▶ _WHAT YOU WILL DO_
Reproduce every record below exactly as written, leaving out any pictures.

▶ _RECORDS FOR THE EXERCISE_

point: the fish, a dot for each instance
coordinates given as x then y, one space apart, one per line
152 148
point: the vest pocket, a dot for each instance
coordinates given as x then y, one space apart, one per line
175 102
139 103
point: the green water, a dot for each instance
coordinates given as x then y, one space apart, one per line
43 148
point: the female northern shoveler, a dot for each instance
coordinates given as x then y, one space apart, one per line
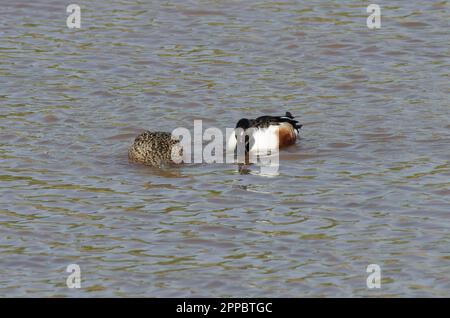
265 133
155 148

▶ _TASK RESULT_
point: the fish, a dot for each instance
coordinates given as x then y, one space apart, one per line
152 148
point: the vest pocket, a dot for each instance
coordinates given as x then y, one space apart, one per line
175 102
139 103
point: the green water, a dot for each instance
coordinates given as x then y, one space apart, one per line
43 148
point: the female northern shoveler, a dot for each instance
coordinates given as x then y, one space apart, one per line
265 133
155 148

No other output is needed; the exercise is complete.